Start of Material for this exercise
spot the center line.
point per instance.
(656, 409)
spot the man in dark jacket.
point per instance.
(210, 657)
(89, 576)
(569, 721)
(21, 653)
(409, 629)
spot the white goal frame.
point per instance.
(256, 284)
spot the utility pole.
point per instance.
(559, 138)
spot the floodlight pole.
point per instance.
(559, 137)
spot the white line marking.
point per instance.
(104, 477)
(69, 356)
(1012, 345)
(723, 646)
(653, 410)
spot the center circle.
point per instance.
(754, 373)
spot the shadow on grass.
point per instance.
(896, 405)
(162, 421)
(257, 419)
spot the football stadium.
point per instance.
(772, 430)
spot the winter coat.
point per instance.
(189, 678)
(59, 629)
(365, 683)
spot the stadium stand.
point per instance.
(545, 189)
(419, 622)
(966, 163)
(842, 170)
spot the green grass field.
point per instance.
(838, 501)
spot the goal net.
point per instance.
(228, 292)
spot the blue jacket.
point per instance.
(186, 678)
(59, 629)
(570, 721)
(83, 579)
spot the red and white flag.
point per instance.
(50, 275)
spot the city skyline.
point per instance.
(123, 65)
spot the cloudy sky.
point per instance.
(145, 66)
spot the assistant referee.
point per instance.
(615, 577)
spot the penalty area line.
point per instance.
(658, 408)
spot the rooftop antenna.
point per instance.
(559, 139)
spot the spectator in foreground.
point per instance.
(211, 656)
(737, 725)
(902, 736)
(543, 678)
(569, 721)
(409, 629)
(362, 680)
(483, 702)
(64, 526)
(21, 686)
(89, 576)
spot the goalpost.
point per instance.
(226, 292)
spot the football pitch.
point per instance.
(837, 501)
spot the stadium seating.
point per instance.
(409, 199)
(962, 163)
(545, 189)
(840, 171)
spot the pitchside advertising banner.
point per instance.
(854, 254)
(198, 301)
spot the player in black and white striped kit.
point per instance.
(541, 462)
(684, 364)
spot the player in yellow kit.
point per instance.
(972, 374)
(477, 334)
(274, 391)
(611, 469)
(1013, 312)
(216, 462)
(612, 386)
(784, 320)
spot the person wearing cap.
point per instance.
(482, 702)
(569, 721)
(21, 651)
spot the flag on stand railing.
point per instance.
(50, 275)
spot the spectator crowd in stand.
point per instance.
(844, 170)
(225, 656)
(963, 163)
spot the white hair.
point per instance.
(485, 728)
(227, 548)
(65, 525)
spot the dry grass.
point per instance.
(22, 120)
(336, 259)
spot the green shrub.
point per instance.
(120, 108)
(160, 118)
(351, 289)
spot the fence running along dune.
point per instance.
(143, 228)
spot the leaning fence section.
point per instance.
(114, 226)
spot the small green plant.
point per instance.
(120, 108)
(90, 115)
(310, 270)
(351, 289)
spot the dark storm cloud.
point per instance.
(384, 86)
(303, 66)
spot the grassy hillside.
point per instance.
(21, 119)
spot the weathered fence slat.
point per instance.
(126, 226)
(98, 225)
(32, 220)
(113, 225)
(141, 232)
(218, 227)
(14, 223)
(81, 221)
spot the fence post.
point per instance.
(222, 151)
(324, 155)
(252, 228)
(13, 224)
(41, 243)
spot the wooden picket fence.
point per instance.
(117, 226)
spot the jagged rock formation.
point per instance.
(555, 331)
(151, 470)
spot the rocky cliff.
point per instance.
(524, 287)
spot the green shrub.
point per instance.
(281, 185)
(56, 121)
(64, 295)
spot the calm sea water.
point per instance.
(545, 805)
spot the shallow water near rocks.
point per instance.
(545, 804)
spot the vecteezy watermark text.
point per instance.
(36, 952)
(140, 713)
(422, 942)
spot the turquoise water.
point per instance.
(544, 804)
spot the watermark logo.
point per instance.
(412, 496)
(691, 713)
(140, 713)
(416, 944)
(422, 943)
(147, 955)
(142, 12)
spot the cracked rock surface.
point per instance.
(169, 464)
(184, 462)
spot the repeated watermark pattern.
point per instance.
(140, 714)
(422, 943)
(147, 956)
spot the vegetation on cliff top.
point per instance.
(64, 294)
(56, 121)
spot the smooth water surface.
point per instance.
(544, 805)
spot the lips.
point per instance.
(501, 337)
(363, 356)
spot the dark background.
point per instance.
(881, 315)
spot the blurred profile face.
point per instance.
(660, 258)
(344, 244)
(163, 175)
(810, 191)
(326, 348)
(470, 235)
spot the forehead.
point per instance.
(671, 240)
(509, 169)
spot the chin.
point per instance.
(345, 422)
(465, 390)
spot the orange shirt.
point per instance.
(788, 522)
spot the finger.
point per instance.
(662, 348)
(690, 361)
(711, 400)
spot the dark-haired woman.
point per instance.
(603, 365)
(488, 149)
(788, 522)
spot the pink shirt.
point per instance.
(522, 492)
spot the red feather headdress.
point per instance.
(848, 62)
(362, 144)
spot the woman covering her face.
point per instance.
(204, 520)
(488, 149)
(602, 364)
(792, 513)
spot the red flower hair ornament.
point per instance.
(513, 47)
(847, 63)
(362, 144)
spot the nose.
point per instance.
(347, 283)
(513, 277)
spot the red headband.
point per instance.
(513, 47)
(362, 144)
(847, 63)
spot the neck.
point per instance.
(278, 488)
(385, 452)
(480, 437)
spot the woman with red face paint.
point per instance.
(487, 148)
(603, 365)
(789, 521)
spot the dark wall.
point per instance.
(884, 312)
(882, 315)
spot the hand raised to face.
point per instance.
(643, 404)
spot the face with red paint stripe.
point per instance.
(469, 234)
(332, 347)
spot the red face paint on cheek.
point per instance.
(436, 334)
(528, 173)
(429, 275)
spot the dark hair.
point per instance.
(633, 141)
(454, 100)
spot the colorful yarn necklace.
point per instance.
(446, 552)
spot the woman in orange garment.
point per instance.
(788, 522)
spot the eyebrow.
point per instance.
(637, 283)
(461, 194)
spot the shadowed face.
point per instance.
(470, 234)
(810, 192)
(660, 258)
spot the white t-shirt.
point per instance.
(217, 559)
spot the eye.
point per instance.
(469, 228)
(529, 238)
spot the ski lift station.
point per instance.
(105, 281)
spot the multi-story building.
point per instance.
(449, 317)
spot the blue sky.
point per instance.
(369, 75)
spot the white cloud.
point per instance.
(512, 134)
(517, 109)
End of Material for this exercise
__Exercise description__: After reading the data above, return it verbatim in full.

__Answer section__:
spot the center line.
point per instance.
(656, 409)
spot the man in dark jacket.
point per instance.
(210, 657)
(89, 576)
(569, 721)
(21, 653)
(409, 629)
spot the white goal frame.
point per instance.
(256, 284)
spot the utility pole.
point per instance.
(559, 138)
spot the floodlight pole.
point per instance.
(559, 137)
spot the white line marking.
point per instance.
(104, 477)
(69, 356)
(1012, 345)
(723, 646)
(653, 410)
spot the center circle.
point per instance.
(754, 373)
spot the shadow on grass.
point per instance.
(896, 405)
(162, 421)
(257, 419)
spot the football stadium.
point per instance.
(772, 430)
spot the winter coat.
point per instance.
(189, 678)
(59, 629)
(365, 683)
spot the stadium stand.
point per instance.
(545, 189)
(419, 622)
(966, 163)
(842, 170)
spot the green grass field.
point per instance.
(838, 501)
spot the goal net.
point per instance.
(228, 292)
spot the blue jacket.
point per instance.
(186, 678)
(59, 629)
(570, 721)
(83, 579)
spot the red and white flag.
point per instance.
(50, 275)
spot the city skyline.
point per instance.
(123, 65)
spot the cloudy sky.
point per instance.
(145, 66)
spot the assistant referee.
point per instance.
(615, 577)
spot the penalty area line.
point per instance.
(658, 408)
spot the rooftop antenna.
point per instance.
(559, 139)
spot the spectator in foreground.
point per instance.
(211, 656)
(737, 725)
(902, 736)
(543, 678)
(569, 721)
(409, 629)
(362, 680)
(483, 702)
(64, 526)
(21, 686)
(89, 576)
spot the goalpost.
point per instance.
(226, 292)
spot the football pitch.
point per instance.
(837, 501)
spot the stadium seating.
point per instance.
(409, 199)
(962, 163)
(545, 189)
(840, 171)
spot the pitchside advertising banner.
point per instance.
(854, 254)
(198, 301)
spot the player in black and white striped kit.
point per instance.
(541, 462)
(684, 364)
spot the player in yellow kit.
point per instance.
(972, 374)
(477, 334)
(274, 391)
(611, 469)
(1013, 312)
(216, 462)
(612, 386)
(784, 320)
spot the person wearing cap.
point per instance.
(482, 702)
(569, 721)
(21, 651)
spot the flag on stand railing.
point per instance.
(50, 275)
spot the spectator crowd in stand.
point per instance.
(844, 170)
(225, 656)
(963, 163)
spot the white hair.
point per instance.
(485, 728)
(227, 548)
(65, 525)
spot the dry grass.
point per instance.
(22, 120)
(336, 259)
spot the green shrub.
point per instance.
(120, 108)
(160, 118)
(351, 289)
spot the fence running along dune.
point per instance.
(143, 228)
spot the leaning fence section.
point per instance.
(114, 226)
spot the small green plant.
point per instance.
(120, 108)
(90, 115)
(310, 270)
(351, 289)
spot the dark storm cloud.
point per instance.
(384, 86)
(303, 66)
spot the grassy hillside.
point per instance.
(21, 119)
spot the weathered fence slat.
point per instance.
(126, 226)
(98, 225)
(32, 220)
(113, 225)
(141, 232)
(218, 227)
(14, 223)
(81, 221)
spot the fence post.
point per instance.
(222, 151)
(324, 155)
(252, 228)
(13, 224)
(41, 243)
spot the wooden picket fence.
point per instance.
(117, 226)
spot the jagged rock formation.
point per instance.
(555, 331)
(151, 470)
spot the rocky cliff.
point per instance.
(524, 287)
spot the green shrub.
point per instance.
(281, 185)
(56, 121)
(64, 295)
spot the calm sea water.
point per instance.
(545, 805)
spot the shallow water near rocks.
point per instance.
(545, 804)
spot the vecteezy watermark text.
point per instance.
(36, 952)
(140, 713)
(422, 942)
spot the turquoise water.
point per instance.
(544, 804)
spot the watermark logo.
point per instance.
(412, 496)
(691, 713)
(140, 713)
(416, 944)
(422, 943)
(147, 955)
(142, 12)
spot the cracked rock surface.
point per instance.
(169, 464)
(184, 462)
spot the repeated watermark pattern.
point per instance.
(140, 714)
(422, 943)
(147, 956)
spot the vegetation on cliff top.
point per instance.
(64, 294)
(56, 121)
spot the smooth water surface.
point per instance.
(544, 805)
spot the lips.
point per instance.
(501, 337)
(363, 356)
spot the dark background.
point per instance.
(881, 315)
spot the blurred profile face.
point per instance.
(660, 258)
(344, 244)
(163, 175)
(810, 191)
(326, 348)
(470, 235)
spot the forehead.
point per instance.
(671, 240)
(509, 169)
spot the chin.
point per instance.
(345, 422)
(465, 390)
spot the orange shirt.
point per instance.
(788, 522)
spot the finger.
point per instance.
(662, 348)
(690, 361)
(711, 400)
spot the dark-haired woman.
point per instance.
(603, 365)
(488, 149)
(788, 522)
spot the pink shirt.
point per instance.
(522, 492)
spot the red feather headdress.
point per instance.
(848, 62)
(362, 144)
spot the woman covering her face.
point per instance.
(204, 520)
(488, 149)
(602, 364)
(792, 513)
spot the red flower hair ornament.
point per instance.
(513, 47)
(847, 63)
(362, 144)
spot the nose.
point per instance.
(347, 283)
(513, 277)
spot the red headband.
point per instance.
(513, 47)
(362, 144)
(847, 63)
spot the neck.
point per instance.
(278, 488)
(385, 452)
(480, 437)
spot the woman with red face paint.
point per instance.
(487, 148)
(603, 365)
(789, 521)
spot the dark wall.
point per instance.
(884, 312)
(882, 315)
spot the hand raised to face.
point per instance.
(643, 404)
spot the face with red paint stripe.
point per instance.
(469, 234)
(332, 347)
spot the red face paint on cheek.
point per instance.
(436, 334)
(528, 173)
(429, 275)
spot the dark hair.
point per instance.
(633, 141)
(454, 100)
spot the colorful yarn necklace.
point per instance.
(446, 552)
spot the woman in orange garment.
point per instance.
(788, 522)
spot the eyebrow.
point per instance.
(637, 283)
(461, 194)
spot the shadowed face.
point per instance.
(470, 234)
(810, 192)
(660, 258)
spot the white t-shirt.
point per instance.
(217, 559)
spot the eye.
point per instance.
(469, 228)
(529, 238)
spot the ski lift station.
point per instance.
(105, 281)
spot the multi-story building.
point per instance.
(449, 317)
spot the blue sky.
point per instance.
(369, 75)
spot the white cloud.
point per instance.
(512, 134)
(517, 109)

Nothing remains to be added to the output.